**Data supplied:**

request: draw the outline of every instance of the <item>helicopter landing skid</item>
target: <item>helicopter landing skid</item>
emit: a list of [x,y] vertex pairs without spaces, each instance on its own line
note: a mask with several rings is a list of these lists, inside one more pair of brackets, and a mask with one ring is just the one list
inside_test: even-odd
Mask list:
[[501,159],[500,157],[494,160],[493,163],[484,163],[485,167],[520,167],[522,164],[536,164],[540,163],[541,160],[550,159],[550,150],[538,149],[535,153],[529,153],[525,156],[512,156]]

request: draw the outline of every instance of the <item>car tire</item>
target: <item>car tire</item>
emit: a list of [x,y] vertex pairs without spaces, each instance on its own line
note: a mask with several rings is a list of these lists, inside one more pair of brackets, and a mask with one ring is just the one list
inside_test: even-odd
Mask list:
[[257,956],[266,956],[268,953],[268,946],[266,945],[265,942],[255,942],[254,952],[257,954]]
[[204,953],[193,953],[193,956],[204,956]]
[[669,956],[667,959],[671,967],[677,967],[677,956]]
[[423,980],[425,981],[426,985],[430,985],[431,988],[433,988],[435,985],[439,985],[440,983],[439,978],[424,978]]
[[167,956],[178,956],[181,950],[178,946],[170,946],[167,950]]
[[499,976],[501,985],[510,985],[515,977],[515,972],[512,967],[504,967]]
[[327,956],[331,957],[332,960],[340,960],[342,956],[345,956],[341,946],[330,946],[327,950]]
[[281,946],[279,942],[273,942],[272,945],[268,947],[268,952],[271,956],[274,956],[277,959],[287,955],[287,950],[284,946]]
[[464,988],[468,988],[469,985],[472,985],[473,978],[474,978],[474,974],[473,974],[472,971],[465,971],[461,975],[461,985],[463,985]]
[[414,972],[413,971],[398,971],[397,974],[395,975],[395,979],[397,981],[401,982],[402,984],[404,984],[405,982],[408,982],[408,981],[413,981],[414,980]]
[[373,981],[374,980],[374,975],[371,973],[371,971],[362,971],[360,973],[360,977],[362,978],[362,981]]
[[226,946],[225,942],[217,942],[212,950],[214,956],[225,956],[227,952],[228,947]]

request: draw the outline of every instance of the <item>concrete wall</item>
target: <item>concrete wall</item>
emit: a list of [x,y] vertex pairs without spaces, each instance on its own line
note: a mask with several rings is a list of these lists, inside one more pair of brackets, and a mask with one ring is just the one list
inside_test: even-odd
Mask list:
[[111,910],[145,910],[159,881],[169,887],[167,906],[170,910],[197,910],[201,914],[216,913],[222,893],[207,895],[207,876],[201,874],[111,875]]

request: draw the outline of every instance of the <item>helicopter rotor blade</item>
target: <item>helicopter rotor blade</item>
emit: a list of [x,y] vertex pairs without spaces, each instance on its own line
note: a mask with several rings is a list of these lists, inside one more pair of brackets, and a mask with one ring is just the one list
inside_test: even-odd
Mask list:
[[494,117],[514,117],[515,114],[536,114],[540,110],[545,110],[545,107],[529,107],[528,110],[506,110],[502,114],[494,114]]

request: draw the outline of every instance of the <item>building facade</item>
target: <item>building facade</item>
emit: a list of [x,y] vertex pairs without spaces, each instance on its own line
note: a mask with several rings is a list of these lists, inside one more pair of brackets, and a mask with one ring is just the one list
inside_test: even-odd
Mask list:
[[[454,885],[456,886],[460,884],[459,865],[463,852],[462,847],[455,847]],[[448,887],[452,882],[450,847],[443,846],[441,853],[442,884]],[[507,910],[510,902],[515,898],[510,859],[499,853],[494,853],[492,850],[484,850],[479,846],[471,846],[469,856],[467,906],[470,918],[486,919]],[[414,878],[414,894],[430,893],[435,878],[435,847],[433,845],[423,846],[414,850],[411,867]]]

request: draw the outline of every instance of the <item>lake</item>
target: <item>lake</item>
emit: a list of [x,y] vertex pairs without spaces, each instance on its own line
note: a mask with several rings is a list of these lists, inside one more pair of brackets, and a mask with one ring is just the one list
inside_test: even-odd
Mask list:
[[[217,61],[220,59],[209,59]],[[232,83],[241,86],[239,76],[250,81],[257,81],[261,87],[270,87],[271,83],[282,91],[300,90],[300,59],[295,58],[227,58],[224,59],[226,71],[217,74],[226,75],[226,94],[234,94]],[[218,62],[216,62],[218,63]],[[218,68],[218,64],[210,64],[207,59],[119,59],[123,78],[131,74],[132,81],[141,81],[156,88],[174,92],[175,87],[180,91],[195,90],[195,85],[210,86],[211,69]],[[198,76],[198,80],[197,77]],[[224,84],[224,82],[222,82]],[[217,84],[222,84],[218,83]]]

**Task goal:**
What is wanted is a copy of every line in the listing that includes the word "rotor".

**Reply:**
request: draw the outline of every instance of the <item>helicopter rotor blade</item>
target: <item>helicopter rotor blade</item>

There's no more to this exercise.